**INSTRUCTION**.
Set down the whole listing verbatim.
─── MATERIAL PROVIDED
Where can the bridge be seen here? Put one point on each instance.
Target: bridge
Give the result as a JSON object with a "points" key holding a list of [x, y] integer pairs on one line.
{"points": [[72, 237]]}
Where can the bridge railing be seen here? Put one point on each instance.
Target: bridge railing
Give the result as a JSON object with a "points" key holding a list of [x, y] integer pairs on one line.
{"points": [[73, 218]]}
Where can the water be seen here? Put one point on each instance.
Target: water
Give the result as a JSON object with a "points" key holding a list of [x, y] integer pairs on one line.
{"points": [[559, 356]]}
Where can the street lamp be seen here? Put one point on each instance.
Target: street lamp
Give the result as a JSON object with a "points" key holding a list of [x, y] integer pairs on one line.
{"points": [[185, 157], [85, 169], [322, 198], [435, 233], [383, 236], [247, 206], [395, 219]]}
──────
**ANSWER TO THE EXERCISE**.
Where can the bridge be seen here? Put one point on each instance.
Target: bridge
Give the result as a JSON object with a "points" key holding a list of [x, y] integer pairs on one line.
{"points": [[72, 237]]}
Where can the bridge railing be seen here? Put one point on each instance.
Target: bridge railing
Give the result as a JSON object with a "points" key holding a list of [x, y] integer pairs on one line.
{"points": [[73, 218]]}
Where can the water be seen here? Put one point on each instance.
Target: water
Give the result as a JSON object with a "points" key holding a list of [x, y] integer pairs on one line.
{"points": [[559, 356]]}
Where can the street lamp be seen here? Put one point on each instance.
Target: street lamp
Give the result as a JSON object with a "points" key holding a list of [x, y] integer pairs on one line.
{"points": [[185, 157], [85, 169], [322, 198], [435, 233], [383, 236], [247, 206], [395, 219]]}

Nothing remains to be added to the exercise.